--- TEXTE FOURNI ---
Les nouvelles arrivées en secteur hospitalier sont plus nombreuses qu'attendu. Ce jeudi, on dénombrait encore 81 nouvelles admissions dans les différents hôpitaux. Et dire que les effets du déconfinement ne se font pas encore ressentir...

Invité sur le plateau de la RTBF, Marius Gilbert faisait un peu la grimace au moment d'évoquer les chiffres relatifs aux nouvelles admissions dans les hôpitaux. Ces chiffres inquiètent car ils ne traduisent pas le comportement de la population durant la période relative au début du déconfinement mais plutôt celle qui la précédait. "C'est ça qui est un petit peu préoccupant. Si on avait suivi la tendance à la décrue qu'on avait constatée ces dernières semaines, on aurait dû, déjà ce weekend, voir encore moins d'admissions que ce qu'on a vu. On parlait donc de bons chiffres mais ils n'étaient pas suffisamment bons", explique le professeur.
---
◆ OBJECTIF ◆
Poursuivez le texte sur les admissions à l'hôpital au début du déconfinement, à partir de sa dernière phrase. Les lignes qui suivent proviennent d'une autre source.
--- DONNÉES FOURNIES ---
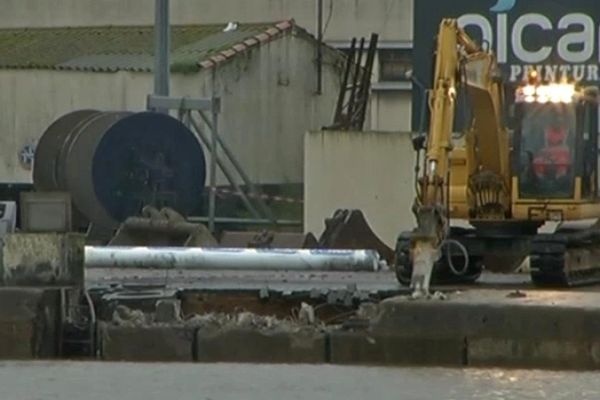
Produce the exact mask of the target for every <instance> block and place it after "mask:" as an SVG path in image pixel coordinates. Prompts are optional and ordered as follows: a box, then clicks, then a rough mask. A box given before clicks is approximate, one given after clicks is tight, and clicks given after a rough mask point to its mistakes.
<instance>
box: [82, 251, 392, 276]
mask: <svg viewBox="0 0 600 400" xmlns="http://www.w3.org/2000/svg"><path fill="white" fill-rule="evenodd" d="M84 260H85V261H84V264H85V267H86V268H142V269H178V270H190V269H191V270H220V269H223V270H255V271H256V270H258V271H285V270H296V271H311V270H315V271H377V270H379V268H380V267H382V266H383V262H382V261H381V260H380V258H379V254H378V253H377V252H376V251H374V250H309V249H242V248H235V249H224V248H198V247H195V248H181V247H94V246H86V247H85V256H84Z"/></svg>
---
--- DONNÉES FOURNIES ---
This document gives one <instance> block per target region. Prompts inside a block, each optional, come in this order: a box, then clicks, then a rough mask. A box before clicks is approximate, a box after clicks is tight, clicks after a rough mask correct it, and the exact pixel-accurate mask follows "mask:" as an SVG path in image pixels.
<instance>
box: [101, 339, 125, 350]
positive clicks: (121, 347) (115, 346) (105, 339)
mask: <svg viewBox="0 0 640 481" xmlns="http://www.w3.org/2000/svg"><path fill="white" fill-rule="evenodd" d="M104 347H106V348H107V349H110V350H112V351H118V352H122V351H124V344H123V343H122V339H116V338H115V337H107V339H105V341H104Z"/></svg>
---
--- DONNÉES FOURNIES ---
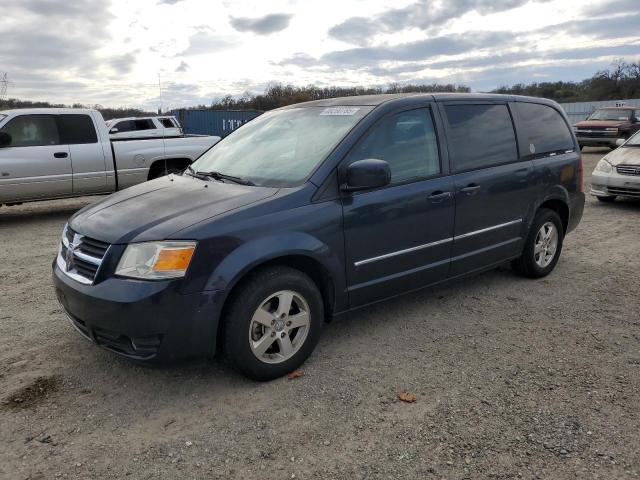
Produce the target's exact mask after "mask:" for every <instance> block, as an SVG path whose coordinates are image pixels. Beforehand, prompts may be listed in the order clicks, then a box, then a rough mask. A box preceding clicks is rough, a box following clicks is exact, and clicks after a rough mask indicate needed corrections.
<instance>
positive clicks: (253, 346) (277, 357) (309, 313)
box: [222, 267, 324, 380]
---
◆ ZONE DE RÉPONSE ◆
L'épidémiologiste avance que cette hausse du nombre de nouvelles hospitalisations est liée à l'annonce des mesures du... 4 mai. "Il faut autour de dix jours pour voir des effets. Nous pensons que lorsqu'on a annoncé le déconfinement, il y a déjà eu un effet de relâchement et c'est ce qu'on voit maintenant. C'est préoccupant car nous n'avons pas encore le signal du déconfinement lui-même. On le verra graduellement dans les semaines qui viennent."

Au micro de François De Brigode, Marius Gilbert a également révélé qu'il était préoccupé et attentif à l'évolution de la situation. "C'est à partir de la semaine prochaine qu'on va voir les effets des confinements successifs. Il est difficile d'imaginer que ça (NdlR: les chiffres) n'augmente pas. C'est là-dessus qu'il va falloir garder un oeil de façon extrêmement précise. Si la reprise se fait de façon progressive, on peut continuer, mais si les choses dérapent, il faudra rapidement intervenir, localement ou de façon plus large. Je ne pense pas qu'on en arrivera là mais il faudra être attentif dans les prochaines semaines"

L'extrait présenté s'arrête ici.